• TASK REQUIREMENTS:
- A) Extract the passage of the notebook text on per-class feature statistics from "std_petal_length_versicolor = np.std(x_train_versicolor[:, 2])" up to and including "mean_sepal_length_virginica = np.mean(x_train_virginica[:, 0])".
- B) Write the next part of the notebook text on per-class feature statistics, picking up right after its final line.

• DOCUMENT TEXT:

======

Let's now also compute mean $\mu$ and standard deviation $\sigma$ of the feature value distribution that correspond to the **'versicolor'** class:

In [None]:
# calculate the mean and std of the sepal length feature given class 'versicolor'
mean_sepal_length_versicolor = np.mean(x_train_versicolor[:, 0])
std_sepal_length_versicolor = np.std(x_train_versicolor[:, 0])

# calculate the mean and std of the sepal width feature given class 'versicolor'
mean_sepal_width_versicolor = np.mean(x_train_versicolor[:, 1])
std_sepal_width_versicolor = np.std(x_train_versicolor[:, 1])

# calculate the mean and std of the petal length width feature given class 'versicolor'
mean_petal_length_versicolor = np.mean(x_train_versicolor[:, 2])
std_petal_length_versicolor = np.std(x_train_versicolor[:, 2])

# calculate the mean and std of the petal width feature given class 'versicolor'
mean_petal_width_versicolor = np.mean(x_train_versicolor[:, 3])
std_petal_width_versicolor = np.std(x_train_versicolor[:, 3])

As well as the mean $\mu$ and standard deviation $\sigma$ of the feature value distribution that correspond to the **'virginica'** class:

In [None]:
# calculate the mean and std of the sepal length feature given class 'virginica'
mean_sepal_length_virginica = np.mean(x_train_virginica[:, 0])

======

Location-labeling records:

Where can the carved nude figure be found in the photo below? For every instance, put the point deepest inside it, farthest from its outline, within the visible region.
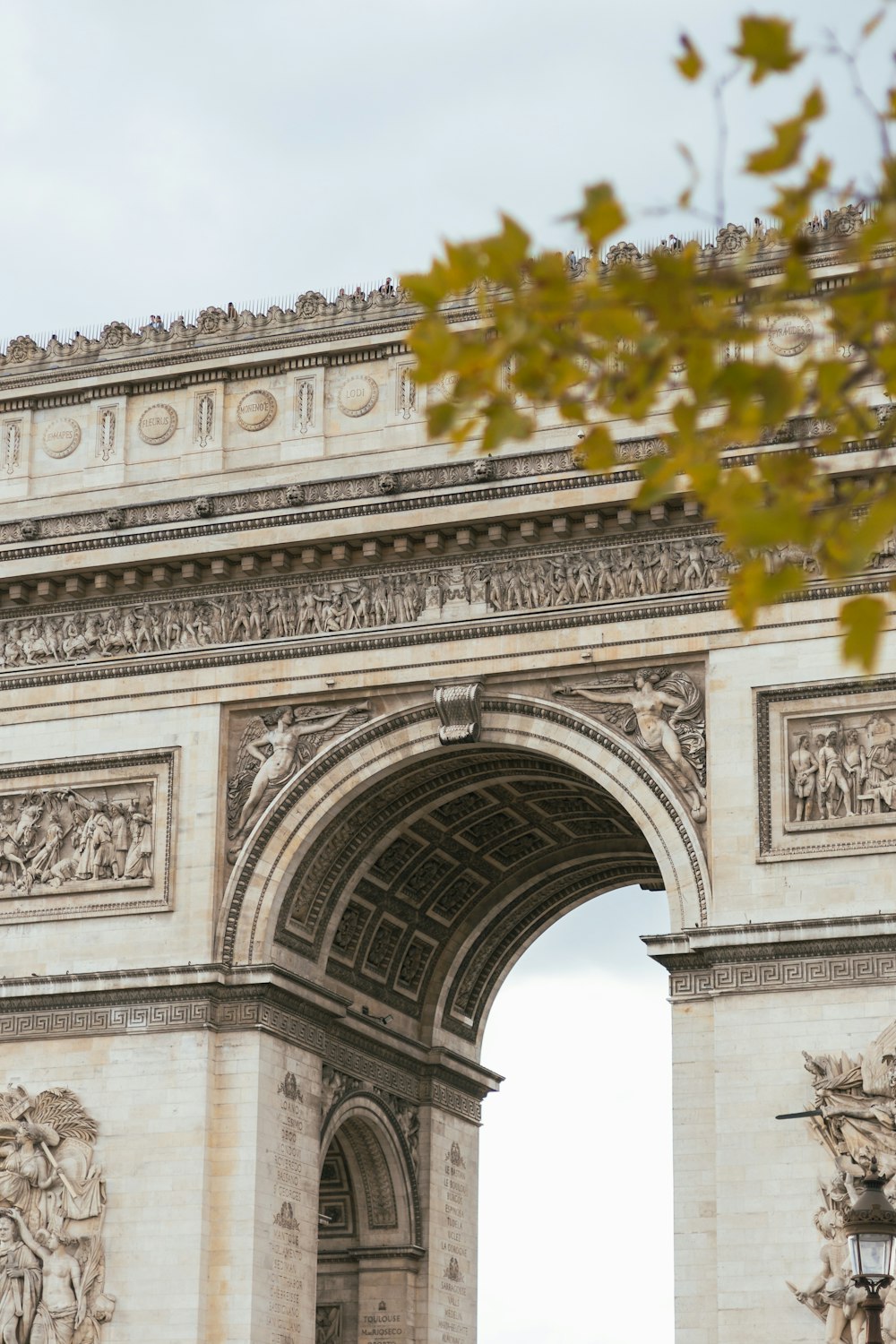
(276, 768)
(140, 849)
(19, 1284)
(831, 1290)
(659, 734)
(804, 768)
(856, 765)
(61, 1308)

======

• OUTPUTS:
- A)
std_petal_length_versicolor = np.std(x_train_versicolor[:, 2])

# calculate the mean and std of the petal width feature given class 'versicolor'
mean_petal_width_versicolor = np.mean(x_train_versicolor[:, 3])
std_petal_width_versicolor = np.std(x_train_versicolor[:, 3])

As well as the mean $\mu$ and standard deviation $\sigma$ of the feature value distribution that correspond to the **'virginica'** class:

In [None]:
# calculate the mean and std of the sepal length feature given class 'virginica'
mean_sepal_length_virginica = np.mean(x_train_virginica[:, 0])

- B)
std_sepal_length_virginica = np.std(x_train_virginica[:, 0])

# calculate the mean and std of the sepal width feature given class 'virginica'
mean_sepal_width_virginica = np.mean(x_train_virginica[:, 1])
std_sepal_width_virginica = np.std(x_train_virginica[:, 1])

# calculate the mean and std of the petal length width feature given class 'virginica'
mean_petal_length_virginica = np.mean(x_train_virginica[:, 2])
std_petal_length_virginica = np.std(x_train_virginica[:, 2])

# calculate the mean and std of the petal width feature given class 'virginica'
mean_petal_width_virginica = np.mean(x_train_virginica[:, 3])
std_petal_width_virginica = np.std(x_train_virginica[:, 3])

#### 1.3.3. Calculation of the posterior probability $P(x|c)$ of unknown iris flower observations $x^{s}$  

Now we have determined all the distinct elements $P(c)$, $P(x)$ and $P(x|c)$ of the Bayes' theorem the determine the posterior probability $P(c=setosa|x)$ of a so far unseen "new" observations x of class **setosa**. Let's therefore determine if two so far unseen **iris flower** observations correspond to class **setosa**.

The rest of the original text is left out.